## [НАБОР ЗАДАНИЙ]
**1.** Изложите отрывок о французских призывниках в двух предложениях.
**2.** Подхватите текст о французских призывниках и напишите его продолжение после последнего предложения.

## [ОТРЫВОК]
================================

1. Призывники вместо наёмников
Почти все армии конца XVIII — начала XIX веков комплектовались наёмниками. По всей Европе ездили отряды вербовщиков, предлагавшие доверчивым крестьянам или горожанам посмотреть мир, послужить королю и получить за это звонкую монету. Нередко «добровольцев» «убеждали» записаться на службу, просто спаивая кандидатов за счёт короны.
Во Франции, начиная с 1793 года, существовала система принудительного набора на военную службу. С этого момента никто уже не пытался напоить будущего солдата или очаровать его рассказами о том, как весело служить в армии. «Отечество в опасности» — ступай под ружьё, твоя кровь нужна родине.Поэтому за новобранцами был нужен постоянный присмотр: только что принятые на службу солдаты, прогуляв задаток, могли опомниться и сбежать.
В 1798-м, в последний год Республики, был принят закон Журдана-Дебреля. Отныне воинская повинность объявлялась частью гражданского долга каждого француза в возрасте от 20 до 25 лет. Так появилась система конскрипции. Теперь ежегодно под знамёна призывались все достигшие конскрипционного возраста. Но, поскольку армии не нужно было столько солдат, тех, кто пойдёт служить, определяли по жребию. Остальные зачислялись в резерв или могли поступить в национальную гвардию — добровольческие части, призванные защищать порядок внутри страны.
Французская армия стала первой по-настоящему национальной армией. Даже русская, комплектуемая в основном в коренных русских областях, всё же не была армией народа, потому что рекрутчина отрывала солдата от общества, превращая его в члена особой военной касты.

================================

## [ВЫДЕРЖКИ ИЗ МАТЕРИАЛА]
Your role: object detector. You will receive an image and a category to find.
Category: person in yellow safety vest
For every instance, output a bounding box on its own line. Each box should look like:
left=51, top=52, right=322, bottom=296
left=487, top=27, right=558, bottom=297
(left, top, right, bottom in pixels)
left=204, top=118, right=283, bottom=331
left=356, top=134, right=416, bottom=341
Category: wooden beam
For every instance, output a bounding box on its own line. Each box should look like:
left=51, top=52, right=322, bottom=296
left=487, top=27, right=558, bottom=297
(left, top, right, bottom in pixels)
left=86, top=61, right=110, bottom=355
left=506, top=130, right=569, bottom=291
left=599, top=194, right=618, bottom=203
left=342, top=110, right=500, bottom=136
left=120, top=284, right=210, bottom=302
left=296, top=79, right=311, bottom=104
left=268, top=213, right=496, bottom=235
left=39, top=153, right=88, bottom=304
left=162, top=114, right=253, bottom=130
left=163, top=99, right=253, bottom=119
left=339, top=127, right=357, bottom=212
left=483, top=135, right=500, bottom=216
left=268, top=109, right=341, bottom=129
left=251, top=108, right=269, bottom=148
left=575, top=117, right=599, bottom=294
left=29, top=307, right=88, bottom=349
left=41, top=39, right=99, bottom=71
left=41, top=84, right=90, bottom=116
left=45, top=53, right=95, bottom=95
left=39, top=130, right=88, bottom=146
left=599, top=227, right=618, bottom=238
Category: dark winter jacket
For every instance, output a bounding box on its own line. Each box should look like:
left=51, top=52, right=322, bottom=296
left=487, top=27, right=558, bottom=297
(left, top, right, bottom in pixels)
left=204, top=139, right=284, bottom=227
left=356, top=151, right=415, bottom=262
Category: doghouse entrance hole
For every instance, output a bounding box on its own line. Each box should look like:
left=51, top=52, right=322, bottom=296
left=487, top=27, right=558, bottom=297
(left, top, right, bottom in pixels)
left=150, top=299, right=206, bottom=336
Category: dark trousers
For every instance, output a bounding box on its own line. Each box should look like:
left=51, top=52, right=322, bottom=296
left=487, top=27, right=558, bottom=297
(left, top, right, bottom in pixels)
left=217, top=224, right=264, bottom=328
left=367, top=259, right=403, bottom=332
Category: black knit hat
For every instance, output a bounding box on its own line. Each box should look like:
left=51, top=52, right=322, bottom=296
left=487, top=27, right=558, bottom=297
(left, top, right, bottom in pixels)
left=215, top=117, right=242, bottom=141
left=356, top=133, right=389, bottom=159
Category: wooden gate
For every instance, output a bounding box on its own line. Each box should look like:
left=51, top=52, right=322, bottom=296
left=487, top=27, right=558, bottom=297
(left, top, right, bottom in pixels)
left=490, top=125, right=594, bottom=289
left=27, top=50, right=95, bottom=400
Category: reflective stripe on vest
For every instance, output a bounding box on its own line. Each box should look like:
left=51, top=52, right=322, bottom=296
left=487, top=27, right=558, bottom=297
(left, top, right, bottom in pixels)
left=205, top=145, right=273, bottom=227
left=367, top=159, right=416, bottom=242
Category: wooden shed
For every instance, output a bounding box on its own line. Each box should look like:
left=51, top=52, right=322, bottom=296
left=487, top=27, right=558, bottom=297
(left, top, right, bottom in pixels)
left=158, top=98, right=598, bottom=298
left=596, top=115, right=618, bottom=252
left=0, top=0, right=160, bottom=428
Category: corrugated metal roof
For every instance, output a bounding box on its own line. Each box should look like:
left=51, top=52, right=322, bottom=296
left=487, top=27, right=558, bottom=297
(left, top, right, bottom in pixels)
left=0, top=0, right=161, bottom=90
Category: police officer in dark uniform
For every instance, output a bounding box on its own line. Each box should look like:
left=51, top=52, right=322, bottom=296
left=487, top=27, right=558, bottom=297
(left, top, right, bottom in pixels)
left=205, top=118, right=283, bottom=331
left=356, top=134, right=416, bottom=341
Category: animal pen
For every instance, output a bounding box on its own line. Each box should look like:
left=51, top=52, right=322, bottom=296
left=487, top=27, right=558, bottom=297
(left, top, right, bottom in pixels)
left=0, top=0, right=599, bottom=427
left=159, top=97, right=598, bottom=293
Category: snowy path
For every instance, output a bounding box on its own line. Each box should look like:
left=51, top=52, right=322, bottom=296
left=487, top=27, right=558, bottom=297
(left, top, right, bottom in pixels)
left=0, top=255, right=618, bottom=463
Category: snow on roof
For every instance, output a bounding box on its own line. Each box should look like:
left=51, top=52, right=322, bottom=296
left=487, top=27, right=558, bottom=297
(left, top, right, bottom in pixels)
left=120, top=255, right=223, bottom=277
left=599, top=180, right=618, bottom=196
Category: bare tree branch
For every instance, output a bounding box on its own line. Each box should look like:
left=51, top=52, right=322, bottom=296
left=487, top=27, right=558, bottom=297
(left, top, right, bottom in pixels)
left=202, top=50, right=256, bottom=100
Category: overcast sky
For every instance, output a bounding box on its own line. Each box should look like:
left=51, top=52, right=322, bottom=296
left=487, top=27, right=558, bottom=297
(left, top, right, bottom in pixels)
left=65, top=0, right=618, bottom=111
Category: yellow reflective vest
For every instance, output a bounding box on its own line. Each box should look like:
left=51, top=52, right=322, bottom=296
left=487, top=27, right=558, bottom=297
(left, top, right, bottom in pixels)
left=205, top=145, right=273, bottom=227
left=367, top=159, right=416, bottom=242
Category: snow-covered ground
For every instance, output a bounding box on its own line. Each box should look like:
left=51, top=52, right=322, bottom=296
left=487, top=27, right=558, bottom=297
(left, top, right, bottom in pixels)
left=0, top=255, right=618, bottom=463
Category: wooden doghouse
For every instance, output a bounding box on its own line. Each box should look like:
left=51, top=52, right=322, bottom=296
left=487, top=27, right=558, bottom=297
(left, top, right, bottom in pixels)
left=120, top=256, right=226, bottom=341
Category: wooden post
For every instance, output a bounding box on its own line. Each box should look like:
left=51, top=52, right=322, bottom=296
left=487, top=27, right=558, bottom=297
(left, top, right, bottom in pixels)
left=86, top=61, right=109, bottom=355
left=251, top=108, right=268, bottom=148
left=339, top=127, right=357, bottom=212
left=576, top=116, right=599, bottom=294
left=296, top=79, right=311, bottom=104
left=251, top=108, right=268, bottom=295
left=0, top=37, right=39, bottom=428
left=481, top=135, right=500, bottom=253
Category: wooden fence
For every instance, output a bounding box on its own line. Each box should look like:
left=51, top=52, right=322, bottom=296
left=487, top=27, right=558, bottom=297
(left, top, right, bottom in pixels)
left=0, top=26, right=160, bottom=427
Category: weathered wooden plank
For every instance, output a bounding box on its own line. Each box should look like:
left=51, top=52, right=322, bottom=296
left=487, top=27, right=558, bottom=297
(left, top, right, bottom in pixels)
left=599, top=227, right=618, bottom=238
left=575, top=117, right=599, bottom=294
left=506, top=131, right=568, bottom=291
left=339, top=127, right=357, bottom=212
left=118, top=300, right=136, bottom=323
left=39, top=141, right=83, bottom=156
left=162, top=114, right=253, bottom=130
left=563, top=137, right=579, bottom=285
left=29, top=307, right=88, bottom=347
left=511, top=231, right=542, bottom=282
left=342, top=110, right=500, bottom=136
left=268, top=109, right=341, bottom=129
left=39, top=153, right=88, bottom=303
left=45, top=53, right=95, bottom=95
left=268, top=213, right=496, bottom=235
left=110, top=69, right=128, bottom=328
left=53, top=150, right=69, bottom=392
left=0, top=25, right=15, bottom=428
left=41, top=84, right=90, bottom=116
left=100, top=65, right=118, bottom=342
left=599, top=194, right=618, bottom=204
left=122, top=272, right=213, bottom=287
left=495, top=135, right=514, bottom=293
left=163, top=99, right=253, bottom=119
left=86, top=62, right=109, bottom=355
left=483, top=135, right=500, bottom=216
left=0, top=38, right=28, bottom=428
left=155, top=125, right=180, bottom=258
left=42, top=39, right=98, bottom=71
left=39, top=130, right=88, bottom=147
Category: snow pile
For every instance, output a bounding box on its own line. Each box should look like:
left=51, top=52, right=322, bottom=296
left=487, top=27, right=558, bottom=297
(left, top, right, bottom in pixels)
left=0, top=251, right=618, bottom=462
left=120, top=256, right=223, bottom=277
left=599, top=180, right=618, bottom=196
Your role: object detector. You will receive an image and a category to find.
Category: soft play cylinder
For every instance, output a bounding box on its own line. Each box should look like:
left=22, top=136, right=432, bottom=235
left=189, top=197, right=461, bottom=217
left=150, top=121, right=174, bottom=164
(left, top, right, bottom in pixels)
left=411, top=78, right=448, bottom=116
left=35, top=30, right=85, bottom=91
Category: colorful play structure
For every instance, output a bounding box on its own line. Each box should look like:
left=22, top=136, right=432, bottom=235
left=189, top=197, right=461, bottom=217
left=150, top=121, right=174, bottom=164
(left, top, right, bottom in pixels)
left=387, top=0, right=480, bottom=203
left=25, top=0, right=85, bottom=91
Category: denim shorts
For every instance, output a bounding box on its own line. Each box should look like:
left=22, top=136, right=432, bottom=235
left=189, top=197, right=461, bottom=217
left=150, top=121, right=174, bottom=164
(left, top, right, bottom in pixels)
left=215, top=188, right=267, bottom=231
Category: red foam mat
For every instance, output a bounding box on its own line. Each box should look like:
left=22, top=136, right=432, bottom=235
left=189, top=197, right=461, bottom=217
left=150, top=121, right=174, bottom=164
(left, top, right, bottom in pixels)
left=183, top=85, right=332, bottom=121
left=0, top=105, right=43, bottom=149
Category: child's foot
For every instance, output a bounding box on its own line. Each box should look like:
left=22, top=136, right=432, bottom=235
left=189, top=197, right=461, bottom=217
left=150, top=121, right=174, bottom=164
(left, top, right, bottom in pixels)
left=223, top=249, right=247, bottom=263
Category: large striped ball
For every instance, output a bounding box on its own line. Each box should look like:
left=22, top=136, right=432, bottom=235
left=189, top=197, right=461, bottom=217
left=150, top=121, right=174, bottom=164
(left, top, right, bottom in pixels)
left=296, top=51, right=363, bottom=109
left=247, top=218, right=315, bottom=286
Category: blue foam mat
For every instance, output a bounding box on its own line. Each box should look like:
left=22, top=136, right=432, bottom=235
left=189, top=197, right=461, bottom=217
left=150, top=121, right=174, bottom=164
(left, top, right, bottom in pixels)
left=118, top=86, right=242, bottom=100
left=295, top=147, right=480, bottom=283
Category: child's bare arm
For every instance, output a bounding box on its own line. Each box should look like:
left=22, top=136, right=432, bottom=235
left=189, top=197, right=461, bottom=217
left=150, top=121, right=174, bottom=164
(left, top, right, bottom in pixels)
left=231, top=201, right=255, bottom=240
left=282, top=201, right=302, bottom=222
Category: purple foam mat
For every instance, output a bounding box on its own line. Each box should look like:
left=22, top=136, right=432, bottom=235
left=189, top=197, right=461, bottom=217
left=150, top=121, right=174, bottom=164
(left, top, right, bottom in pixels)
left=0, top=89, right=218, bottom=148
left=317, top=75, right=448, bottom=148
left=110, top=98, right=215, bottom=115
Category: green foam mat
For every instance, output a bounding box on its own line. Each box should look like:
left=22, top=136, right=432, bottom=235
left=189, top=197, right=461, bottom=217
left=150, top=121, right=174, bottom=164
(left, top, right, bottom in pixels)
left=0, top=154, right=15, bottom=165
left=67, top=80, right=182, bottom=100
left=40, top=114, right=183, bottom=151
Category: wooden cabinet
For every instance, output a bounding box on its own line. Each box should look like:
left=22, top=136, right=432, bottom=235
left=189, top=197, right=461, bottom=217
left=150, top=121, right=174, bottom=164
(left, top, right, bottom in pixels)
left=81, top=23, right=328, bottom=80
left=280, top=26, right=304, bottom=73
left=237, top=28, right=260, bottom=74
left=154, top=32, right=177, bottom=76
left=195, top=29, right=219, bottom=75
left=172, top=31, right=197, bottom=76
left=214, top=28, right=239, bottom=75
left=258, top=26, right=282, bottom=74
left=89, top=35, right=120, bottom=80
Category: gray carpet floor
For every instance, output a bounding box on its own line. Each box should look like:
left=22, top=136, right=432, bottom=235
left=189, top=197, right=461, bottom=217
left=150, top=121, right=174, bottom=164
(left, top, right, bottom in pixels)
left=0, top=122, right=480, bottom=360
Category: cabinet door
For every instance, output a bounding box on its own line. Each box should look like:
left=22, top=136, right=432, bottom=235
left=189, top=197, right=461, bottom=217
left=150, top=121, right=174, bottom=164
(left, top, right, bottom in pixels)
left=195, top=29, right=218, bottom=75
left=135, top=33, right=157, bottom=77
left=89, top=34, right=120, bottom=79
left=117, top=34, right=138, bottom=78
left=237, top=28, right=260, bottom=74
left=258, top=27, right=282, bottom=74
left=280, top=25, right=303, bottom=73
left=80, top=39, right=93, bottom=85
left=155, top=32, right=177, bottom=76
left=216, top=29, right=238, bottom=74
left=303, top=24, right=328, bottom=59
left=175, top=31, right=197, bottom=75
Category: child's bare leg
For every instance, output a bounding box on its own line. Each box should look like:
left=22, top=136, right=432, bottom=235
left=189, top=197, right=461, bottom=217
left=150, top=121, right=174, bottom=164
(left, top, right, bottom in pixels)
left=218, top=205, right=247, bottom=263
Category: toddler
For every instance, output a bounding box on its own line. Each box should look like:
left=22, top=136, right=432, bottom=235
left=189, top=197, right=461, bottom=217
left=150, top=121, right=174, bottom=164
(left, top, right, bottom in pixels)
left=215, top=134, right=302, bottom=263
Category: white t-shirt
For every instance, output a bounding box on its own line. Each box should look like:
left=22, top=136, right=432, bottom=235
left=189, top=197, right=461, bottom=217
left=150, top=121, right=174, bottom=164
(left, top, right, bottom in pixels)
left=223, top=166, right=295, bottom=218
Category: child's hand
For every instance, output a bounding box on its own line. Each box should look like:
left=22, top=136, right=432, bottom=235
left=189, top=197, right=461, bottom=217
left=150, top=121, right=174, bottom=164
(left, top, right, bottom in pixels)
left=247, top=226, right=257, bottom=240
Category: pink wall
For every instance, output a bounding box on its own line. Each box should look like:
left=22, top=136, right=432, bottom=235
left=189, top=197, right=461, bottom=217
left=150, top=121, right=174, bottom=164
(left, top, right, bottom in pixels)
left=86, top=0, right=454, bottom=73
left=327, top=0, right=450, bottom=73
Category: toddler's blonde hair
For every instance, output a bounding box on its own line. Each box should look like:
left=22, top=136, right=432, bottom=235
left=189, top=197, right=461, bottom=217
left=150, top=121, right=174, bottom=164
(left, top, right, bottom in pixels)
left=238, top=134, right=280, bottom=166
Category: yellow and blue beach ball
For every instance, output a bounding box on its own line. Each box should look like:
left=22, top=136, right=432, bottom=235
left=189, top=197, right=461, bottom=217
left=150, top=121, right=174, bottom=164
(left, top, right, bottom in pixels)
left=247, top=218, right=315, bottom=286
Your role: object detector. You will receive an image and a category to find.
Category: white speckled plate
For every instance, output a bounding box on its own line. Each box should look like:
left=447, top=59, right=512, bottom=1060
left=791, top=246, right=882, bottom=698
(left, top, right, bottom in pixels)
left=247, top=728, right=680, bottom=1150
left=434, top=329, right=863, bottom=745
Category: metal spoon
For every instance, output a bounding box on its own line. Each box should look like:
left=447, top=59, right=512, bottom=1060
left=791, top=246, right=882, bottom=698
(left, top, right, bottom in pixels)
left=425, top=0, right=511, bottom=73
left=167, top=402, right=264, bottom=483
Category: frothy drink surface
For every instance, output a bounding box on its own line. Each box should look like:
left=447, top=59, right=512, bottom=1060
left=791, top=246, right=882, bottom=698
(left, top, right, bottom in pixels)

================================

## [ОТВЕТЫ К ЗАДАНИЯМ]
**1.** В конце XVIII — начале XIX веков почти все армии комплектовались наёмниками: вербовщики ездили по Европе, сулили службу королю и звонкую монету, а нередко просто спаивали кандидатов за счёт короны. Во Франции же с 1793 года действовал принудительный набор, а закон Журдана-Дебреля 1798 года сделал воинскую повинность гражданским долгом каждого француза от 20 до 25 лет, и французская армия стала первой по-настоящему национальной армией.

**2.**
Французская новинка быстро доказала свою эффективность и была усвоена Пруссией, где с 1813 года тоже появилась призывная система. В России со времён Петра Великого действовала рекрутская модель, похожая на призыв, но затрагивавшая лишь малую часть подданных, — поэтому армия не была массовой.
2. Молодые ветераны
Заметно отличался и срок военной службы французов. Если в наёмной или рекрутской армиях обычно оставались в строю надолго, порой на десятилетия, то служба после введения конскрипционной системы стала эпизодом в жизни простого француза. Хотя формально в военное время солдаты находились в строю бессрочно, а воевала Франция при Наполеоне почти всегда, каждый год немалая часть личного состава уходила в отставку после нескольких лет службы.
И, что особенно интересно, это были совсем не убелённые сединами старики.
Конечно же, во многих частях, особенно в императорской гвардии, служили солдаты, прошедшие не одну кампанию и часто начинавшие ещё во времена революции, но в целом французская армия была очень молодой — «старые ворчуны» встречались разве что в рядах старой гвардии.Учитывая, что под ружьё французы становились в весьма молодом возрасте, в разряд ветеранов они переходили ещё до 30 лет.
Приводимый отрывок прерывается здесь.